• **Stated task**
Count the lines in the listing below that contain the string "water", treating uppercase and lowercase as different, and reply with the number only.

• **Provided information**
+---+

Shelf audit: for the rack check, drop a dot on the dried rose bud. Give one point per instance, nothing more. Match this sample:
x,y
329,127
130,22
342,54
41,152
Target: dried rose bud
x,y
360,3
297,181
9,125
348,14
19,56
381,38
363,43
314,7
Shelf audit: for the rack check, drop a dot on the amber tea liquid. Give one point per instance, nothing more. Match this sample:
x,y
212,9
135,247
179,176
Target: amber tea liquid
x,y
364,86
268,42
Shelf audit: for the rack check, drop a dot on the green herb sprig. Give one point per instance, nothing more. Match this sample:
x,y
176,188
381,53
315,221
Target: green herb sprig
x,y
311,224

+---+

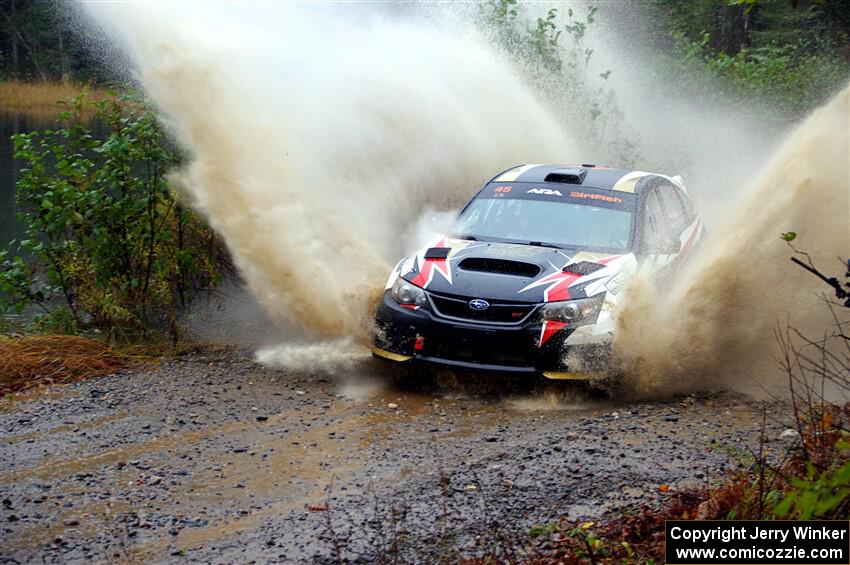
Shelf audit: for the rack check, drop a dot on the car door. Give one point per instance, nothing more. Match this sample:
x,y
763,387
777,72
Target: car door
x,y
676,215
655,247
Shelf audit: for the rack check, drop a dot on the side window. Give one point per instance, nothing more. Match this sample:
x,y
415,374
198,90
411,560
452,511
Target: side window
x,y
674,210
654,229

+---+

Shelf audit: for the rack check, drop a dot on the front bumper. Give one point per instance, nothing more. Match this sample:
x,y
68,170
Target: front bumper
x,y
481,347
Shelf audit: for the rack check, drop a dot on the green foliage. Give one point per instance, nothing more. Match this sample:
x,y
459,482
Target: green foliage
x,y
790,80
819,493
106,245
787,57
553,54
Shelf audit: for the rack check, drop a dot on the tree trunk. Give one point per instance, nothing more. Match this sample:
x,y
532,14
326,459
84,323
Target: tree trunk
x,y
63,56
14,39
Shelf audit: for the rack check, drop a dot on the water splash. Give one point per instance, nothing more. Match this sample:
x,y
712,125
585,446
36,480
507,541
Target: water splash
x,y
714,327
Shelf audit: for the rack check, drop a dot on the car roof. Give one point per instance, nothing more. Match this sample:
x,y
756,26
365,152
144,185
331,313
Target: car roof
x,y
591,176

+---+

• **Response to this task**
2